----- Study material

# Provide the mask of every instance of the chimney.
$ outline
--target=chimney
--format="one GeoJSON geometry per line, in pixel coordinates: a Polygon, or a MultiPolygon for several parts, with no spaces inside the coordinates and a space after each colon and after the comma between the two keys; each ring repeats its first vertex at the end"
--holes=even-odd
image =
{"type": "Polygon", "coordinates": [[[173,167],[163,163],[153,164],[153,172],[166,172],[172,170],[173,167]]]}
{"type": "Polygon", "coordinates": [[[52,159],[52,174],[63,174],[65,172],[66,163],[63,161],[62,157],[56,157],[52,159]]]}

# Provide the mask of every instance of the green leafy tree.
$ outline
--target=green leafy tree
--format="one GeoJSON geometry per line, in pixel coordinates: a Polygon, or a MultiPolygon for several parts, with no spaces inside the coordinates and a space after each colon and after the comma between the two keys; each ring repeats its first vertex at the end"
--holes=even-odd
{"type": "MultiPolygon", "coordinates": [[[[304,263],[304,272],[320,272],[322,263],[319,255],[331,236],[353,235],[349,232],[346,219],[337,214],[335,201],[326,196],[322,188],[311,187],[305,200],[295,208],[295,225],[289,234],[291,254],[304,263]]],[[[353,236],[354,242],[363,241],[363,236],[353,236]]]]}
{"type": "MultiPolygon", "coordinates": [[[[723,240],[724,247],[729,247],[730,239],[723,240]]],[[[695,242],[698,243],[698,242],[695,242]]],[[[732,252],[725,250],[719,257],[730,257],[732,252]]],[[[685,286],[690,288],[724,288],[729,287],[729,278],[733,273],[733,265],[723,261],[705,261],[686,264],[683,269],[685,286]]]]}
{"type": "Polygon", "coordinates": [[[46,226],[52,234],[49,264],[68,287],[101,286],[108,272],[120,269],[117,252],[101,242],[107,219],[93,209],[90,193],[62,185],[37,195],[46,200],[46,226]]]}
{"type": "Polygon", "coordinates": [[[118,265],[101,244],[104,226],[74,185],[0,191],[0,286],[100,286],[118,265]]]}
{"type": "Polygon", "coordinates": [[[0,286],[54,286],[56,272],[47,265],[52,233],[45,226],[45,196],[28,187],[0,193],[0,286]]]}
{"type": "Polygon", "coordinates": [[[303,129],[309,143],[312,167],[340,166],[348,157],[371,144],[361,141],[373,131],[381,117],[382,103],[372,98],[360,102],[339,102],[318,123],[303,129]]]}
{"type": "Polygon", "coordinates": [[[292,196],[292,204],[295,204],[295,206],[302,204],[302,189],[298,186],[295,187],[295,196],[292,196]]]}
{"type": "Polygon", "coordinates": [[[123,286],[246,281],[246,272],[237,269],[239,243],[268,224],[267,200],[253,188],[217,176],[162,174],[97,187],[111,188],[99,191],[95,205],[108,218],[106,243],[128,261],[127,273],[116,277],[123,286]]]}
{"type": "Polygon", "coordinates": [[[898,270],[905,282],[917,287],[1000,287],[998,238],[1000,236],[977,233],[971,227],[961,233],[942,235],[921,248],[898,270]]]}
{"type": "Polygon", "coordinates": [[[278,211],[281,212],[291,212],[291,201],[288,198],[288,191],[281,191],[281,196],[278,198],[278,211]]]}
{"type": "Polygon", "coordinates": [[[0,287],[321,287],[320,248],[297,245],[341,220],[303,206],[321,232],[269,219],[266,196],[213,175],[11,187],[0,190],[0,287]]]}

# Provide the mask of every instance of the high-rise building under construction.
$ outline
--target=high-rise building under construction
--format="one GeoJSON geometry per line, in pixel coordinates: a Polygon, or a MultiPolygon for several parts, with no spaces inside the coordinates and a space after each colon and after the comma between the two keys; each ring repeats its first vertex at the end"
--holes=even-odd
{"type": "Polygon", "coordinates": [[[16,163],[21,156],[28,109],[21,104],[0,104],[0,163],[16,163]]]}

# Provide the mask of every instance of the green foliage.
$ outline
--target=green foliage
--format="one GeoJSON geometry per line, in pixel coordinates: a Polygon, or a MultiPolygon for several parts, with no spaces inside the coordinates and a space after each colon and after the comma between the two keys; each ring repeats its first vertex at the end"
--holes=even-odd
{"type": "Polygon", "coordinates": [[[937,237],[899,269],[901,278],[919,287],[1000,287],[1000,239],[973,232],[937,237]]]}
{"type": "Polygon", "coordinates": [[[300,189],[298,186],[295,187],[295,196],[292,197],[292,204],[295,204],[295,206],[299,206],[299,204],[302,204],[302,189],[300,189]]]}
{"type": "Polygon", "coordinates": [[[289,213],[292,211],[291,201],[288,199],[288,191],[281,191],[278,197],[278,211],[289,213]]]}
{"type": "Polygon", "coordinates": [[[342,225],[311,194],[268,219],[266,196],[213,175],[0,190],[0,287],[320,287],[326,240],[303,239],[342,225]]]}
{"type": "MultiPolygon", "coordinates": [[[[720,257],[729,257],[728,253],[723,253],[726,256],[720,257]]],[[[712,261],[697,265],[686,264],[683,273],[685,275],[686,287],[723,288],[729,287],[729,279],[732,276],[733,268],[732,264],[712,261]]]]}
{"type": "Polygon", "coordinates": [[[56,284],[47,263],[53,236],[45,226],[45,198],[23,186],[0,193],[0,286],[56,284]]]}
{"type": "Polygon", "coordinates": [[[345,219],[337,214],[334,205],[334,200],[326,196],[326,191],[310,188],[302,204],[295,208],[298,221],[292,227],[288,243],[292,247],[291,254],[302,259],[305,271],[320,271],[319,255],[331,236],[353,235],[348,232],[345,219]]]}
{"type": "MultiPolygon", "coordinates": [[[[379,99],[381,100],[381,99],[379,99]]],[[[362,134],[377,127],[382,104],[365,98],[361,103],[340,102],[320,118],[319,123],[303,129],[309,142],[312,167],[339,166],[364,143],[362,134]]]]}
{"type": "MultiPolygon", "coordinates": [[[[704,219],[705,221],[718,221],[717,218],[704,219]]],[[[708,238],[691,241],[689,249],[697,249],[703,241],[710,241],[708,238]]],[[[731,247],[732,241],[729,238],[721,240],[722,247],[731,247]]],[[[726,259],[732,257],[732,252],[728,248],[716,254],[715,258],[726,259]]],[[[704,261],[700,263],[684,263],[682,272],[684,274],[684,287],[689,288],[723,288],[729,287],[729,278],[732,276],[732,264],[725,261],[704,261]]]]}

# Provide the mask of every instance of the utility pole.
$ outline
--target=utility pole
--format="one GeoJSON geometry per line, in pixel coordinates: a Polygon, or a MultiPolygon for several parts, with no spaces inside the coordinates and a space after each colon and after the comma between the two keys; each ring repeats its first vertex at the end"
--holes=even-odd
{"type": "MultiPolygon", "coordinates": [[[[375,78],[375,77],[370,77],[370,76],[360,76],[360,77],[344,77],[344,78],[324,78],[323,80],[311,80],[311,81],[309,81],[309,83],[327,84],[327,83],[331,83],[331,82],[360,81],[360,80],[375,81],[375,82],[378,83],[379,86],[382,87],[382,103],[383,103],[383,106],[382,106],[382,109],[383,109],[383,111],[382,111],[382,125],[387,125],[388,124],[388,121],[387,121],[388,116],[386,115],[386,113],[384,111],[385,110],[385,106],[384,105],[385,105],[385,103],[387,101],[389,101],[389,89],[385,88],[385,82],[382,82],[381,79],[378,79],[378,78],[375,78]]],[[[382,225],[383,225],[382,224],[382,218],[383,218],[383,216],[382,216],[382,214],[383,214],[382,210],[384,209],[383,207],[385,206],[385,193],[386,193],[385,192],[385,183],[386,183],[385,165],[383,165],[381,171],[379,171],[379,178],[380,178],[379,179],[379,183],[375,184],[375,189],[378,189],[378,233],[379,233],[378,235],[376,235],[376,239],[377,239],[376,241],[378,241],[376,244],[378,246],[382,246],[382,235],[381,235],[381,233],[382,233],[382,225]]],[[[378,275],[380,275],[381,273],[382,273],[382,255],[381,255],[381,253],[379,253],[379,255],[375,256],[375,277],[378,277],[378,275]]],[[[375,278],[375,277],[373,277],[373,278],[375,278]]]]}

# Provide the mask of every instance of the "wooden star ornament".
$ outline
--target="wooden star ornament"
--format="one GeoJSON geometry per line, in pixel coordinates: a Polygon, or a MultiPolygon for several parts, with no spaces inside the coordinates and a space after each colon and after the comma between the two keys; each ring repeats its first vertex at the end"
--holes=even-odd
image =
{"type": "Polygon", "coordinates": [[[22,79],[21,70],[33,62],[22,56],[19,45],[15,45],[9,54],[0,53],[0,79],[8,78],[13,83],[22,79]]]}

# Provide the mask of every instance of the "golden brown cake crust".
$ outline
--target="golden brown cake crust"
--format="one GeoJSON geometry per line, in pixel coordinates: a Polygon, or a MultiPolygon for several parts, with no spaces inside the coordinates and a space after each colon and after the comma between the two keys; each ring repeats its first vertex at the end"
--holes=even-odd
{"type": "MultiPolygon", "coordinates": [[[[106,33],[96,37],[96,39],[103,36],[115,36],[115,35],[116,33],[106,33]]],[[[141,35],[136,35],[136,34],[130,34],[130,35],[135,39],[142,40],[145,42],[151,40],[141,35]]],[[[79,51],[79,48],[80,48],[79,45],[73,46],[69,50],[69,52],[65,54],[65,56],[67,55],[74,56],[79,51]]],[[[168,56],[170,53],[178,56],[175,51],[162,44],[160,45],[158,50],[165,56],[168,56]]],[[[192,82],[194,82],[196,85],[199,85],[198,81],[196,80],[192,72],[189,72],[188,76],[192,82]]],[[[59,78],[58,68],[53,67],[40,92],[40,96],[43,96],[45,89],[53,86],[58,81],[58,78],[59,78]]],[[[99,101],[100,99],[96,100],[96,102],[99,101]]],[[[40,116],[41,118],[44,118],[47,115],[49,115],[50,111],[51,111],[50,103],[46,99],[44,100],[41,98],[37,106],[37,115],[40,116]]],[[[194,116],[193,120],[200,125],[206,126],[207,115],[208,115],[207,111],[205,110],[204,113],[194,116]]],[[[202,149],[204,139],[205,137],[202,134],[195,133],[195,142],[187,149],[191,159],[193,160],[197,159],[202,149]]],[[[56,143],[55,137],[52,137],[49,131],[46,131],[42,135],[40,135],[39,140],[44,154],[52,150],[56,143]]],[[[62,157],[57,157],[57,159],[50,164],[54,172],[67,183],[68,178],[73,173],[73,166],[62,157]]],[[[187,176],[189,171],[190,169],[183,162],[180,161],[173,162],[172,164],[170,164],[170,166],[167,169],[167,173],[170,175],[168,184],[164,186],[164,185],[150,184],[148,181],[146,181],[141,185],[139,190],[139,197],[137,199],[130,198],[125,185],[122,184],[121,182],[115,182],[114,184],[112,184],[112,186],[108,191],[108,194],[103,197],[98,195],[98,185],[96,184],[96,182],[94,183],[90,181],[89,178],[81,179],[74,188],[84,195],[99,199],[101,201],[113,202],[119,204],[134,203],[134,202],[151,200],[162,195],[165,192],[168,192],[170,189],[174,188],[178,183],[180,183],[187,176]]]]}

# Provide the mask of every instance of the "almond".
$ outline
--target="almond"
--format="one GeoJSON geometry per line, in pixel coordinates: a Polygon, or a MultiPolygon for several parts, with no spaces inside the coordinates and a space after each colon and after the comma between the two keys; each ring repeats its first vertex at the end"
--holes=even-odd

----------

### Brief:
Starting with the first line of the entries, transcribe every line up to and including the one with "--target=green leafy tree".

### Answer space:
# Provide the mask of every instance of the chimney.
$ outline
--target=chimney
--format="one GeoJSON geometry per line, in pixel coordinates: a Polygon, or a MultiPolygon for several parts, with no spaces inside the coordinates and a space after each colon and after the comma between the two keys; each ring repeats its first vertex at the end"
--holes=even-odd
image =
{"type": "Polygon", "coordinates": [[[173,167],[163,163],[153,164],[153,172],[166,172],[172,170],[173,167]]]}
{"type": "Polygon", "coordinates": [[[52,159],[52,174],[63,174],[65,172],[66,163],[63,161],[62,157],[56,157],[52,159]]]}

# Provide the mask of every instance of the green leafy tree.
$ outline
--target=green leafy tree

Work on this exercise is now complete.